:: SET PROBLEM ::
For each statement below, decide whether the passage on shipwreck diving that follows supports it. Answer yes or no and quote the deciding words. (a) The HMHS Britannic sank after striking a German mine. (b) The SS Andrea Doria went down in the Aegean Sea. (c) The mid-Atlantic waters off Virginia Beach have no coral reefs.

:: PASSAGE ::
My passion for diving launched from there. I lived in Charleston, South Carolina, where there's a lot of maritime history related to the Civil War. Then I lived in Virginia Beach and up there it's the mid-Atlantic, so you don't have coral reefs or anything like that. It's all wreck diving. That's where underwater exploration really blossomed for me in the mid-nineties.


I branched out into a lot of international work and I was fortunate to dive historical shipwrecks, such as the USS Monitor of North Carolina, which is an ironclad ship that marked a turning point from wooden to modern warships.


I dived the SS Andrea Doria, an Italian ocean liner that sank in the North Atlantic in 1956; and the HMHS Britannic, which is a sister ship of the White Star Line's RMS Titanic and sank in 1916 when it hit a German mine in the Aegean Sea. And I've done the RMS Lusitania, an ocean liner torpedoed off the Irish coast by a German U-boat in 1915.


I've dived thousands of shipwrecks, but there's only a small handful you can name to non-divers that they're familiar with, like the Lusitania and Monitor. People have heard of those through pop culture or as kids learning in school.


We went offshore at Myrtle Beach, South Carolina, to dive a Civil War blockade runner. It was in the springtime and cold. The trip was long and rough amid the diesel fumes. I was sick as a dog, asking myself: "Why am I doing this? I could have slept in."

:: EXTRACTED INFORMATION ::

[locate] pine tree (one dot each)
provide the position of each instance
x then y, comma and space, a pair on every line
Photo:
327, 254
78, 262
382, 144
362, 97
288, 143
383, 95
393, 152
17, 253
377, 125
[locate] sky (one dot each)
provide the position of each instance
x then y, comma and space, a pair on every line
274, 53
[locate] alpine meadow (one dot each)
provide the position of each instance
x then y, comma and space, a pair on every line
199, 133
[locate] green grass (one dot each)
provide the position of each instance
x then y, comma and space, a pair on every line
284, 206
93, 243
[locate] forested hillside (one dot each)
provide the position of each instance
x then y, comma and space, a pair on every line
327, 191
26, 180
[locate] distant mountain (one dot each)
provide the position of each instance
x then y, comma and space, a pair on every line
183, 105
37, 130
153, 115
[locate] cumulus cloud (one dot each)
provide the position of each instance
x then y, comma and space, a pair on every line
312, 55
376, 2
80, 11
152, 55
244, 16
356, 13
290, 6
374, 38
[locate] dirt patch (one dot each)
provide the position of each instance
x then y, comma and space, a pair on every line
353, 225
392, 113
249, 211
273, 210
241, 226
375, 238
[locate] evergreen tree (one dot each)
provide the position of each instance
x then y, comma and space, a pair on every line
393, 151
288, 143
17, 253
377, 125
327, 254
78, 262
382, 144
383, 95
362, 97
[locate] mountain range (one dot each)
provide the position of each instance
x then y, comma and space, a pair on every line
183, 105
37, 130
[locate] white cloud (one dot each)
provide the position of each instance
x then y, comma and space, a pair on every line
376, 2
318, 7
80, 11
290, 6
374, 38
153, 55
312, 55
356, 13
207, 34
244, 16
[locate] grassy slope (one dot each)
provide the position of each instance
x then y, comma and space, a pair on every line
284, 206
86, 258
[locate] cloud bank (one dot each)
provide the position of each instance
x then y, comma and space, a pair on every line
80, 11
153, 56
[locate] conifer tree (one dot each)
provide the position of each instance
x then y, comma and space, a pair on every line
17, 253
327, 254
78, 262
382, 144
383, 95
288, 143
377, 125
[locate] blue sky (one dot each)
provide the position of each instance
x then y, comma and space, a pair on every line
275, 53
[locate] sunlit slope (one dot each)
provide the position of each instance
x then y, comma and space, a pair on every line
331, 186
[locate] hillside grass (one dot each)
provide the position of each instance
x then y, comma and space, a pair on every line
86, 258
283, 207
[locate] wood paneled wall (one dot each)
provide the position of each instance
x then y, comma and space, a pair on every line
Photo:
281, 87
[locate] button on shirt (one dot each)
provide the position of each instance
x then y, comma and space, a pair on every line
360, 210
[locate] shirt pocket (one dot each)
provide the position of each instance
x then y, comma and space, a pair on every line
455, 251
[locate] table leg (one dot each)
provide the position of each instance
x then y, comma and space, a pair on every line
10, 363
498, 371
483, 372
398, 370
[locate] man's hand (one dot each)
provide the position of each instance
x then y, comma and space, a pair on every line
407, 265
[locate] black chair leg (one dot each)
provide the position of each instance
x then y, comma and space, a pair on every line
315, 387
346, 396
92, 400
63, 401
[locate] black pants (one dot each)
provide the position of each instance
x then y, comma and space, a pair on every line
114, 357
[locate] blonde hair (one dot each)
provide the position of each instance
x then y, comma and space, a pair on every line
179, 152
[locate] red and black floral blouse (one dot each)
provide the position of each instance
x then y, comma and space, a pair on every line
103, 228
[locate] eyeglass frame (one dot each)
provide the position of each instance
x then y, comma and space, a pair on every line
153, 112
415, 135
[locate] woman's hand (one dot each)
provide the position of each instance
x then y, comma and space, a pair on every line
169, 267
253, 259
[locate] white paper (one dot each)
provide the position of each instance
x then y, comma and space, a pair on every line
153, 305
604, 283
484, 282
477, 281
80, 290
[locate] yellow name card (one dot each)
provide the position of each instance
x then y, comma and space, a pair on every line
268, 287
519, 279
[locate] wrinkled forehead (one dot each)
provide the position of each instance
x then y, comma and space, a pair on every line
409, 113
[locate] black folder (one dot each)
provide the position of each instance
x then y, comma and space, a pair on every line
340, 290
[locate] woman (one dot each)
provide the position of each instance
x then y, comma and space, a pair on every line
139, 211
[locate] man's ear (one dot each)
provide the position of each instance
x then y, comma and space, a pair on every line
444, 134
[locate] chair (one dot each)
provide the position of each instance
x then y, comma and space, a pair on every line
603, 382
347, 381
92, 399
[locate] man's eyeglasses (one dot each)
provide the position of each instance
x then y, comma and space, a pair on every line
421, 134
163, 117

:: FINAL RESULT ::
(a) Yes: "sank in 1916 when it hit a German mine in the Aegean Sea"
(b) No: "an Italian ocean liner that sank in the North Atlantic in 1956"
(c) Yes: "so you don't have coral reefs or anything like that"